La storia di dj Fabo e della compagna Valeria Imbrogno è la dimostrazione di come l’amore, se autentico, possa davvero divenire capace di fronteggiare qualsiasi difficoltà: compresa una tetraplegia aggravata dalla cecità, in seguito a un incidente d’auto che ha sconvolto entrambe le esistenze.
In Prometto di perderti. Io, dj Fabo e la vita più bella del mondo, a essere raccontato non è il dj, bensì l’uomo, Fabiano Antonioni, che il 27 febbraio 2017 ha deciso di recarsi in Svizzera per ricorrere al suicido assistito, supportato dalla madre, dalla compagna – autrice del libro – e da Marco Cappato, divenendo, così, protagonista di una delle vicende che più ha diviso l’opinione pubblica e istituzionale e si staglia tra le motivazioni decisive dell’approvazione della legge sulle DAT.
“Io e Fabiano ci conoscevamo da circa venticinque anni: abbiamo frequentato le medie insieme, i corsi di pallavolo, gli anni della giovinezza, finché ci siamo innamorati, restando sempre uniti, prima e dopo l’incidente, momento in cui ci siamo accorti che la nostra fosse davvero la vita più bella del mondo”, ha raccontato Valeria Imbrogno. “Ma anche precedentemente ne eravamo consapevoli, ed è divenuta maggiormente tale quando il ritmo delle nostre esistenze si è rallentato, quando abbiamo imparato a dialogare e ad ascoltarci con pazienza e attenzione”.
Ma Valeria è stata una vera combattente, dentro – è campionessa di kickboxing e pugilato – e fuori dal ring, accanto al suo compagno di vita, cui, “per far ricordare i sapori dell’India, ho fatto assaggiare fugacemente il pollo al curry, e anche la Fanta, la sua bibita preferita, quando poteva essere nutrito solo da sondino e omogeneizzati”.

....................

Cosa fare =
(1) Secondo il brano, in quali sport è campionessa Valeria Imbrogno?
(2) Ricopia parola per parola il brano da “La storia di” a “legge sulle DAT.”, inclusi.
(3) Per ciascuna frase, di' se è d'accordo con il brano. Rispondi sì o no e riporta le parole del brano che lo decidono.
(a) Fabiano e Valeria si conoscevano da circa venticinque anni.
(b) Il libro è stato scritto da Marco Cappato.
(c) La bibita preferita di Fabiano era la Fanta.

....................

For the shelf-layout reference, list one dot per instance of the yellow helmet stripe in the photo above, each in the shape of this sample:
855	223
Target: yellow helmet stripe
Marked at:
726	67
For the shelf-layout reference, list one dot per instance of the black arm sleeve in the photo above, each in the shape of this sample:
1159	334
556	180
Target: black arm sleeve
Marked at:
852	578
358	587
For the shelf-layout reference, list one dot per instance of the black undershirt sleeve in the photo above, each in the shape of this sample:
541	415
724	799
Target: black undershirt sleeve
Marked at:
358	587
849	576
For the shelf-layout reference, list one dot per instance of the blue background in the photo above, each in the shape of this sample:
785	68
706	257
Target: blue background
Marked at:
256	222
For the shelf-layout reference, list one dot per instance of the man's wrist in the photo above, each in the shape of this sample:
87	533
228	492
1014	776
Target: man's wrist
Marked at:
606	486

....................

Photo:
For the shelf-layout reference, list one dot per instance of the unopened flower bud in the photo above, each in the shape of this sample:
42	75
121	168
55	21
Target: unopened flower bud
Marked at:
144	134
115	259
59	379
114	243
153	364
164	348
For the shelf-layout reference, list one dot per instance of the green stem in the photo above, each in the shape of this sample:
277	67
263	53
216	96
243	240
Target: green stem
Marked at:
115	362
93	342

....................

Risposte =
(1) Nel kickboxing e nel pugilato.

(2)
La storia di dj Fabo e della compagna Valeria Imbrogno è la dimostrazione di come l’amore, se autentico, possa davvero divenire capace di fronteggiare qualsiasi difficoltà: compresa una tetraplegia aggravata dalla cecità, in seguito a un incidente d’auto che ha sconvolto entrambe le esistenze.
In Prometto di perderti. Io, dj Fabo e la vita più bella del mondo, a essere raccontato non è il dj, bensì l’uomo, Fabiano Antonioni, che il 27 febbraio 2017 ha deciso di recarsi in Svizzera per ricorrere al suicido assistito, supportato dalla madre, dalla compagna – autrice del libro – e da Marco Cappato, divenendo, così, protagonista di una delle vicende che più ha diviso l’opinione pubblica e istituzionale e si staglia tra le motivazioni decisive dell’approvazione della legge sulle DAT.

(3)
(a) Sì: “Io e Fabiano ci conoscevamo da circa venticinque anni”
(b) No: “supportato dalla madre, dalla compagna – autrice del libro – e da Marco Cappato”
(c) Sì: “anche la Fanta, la sua bibita preferita”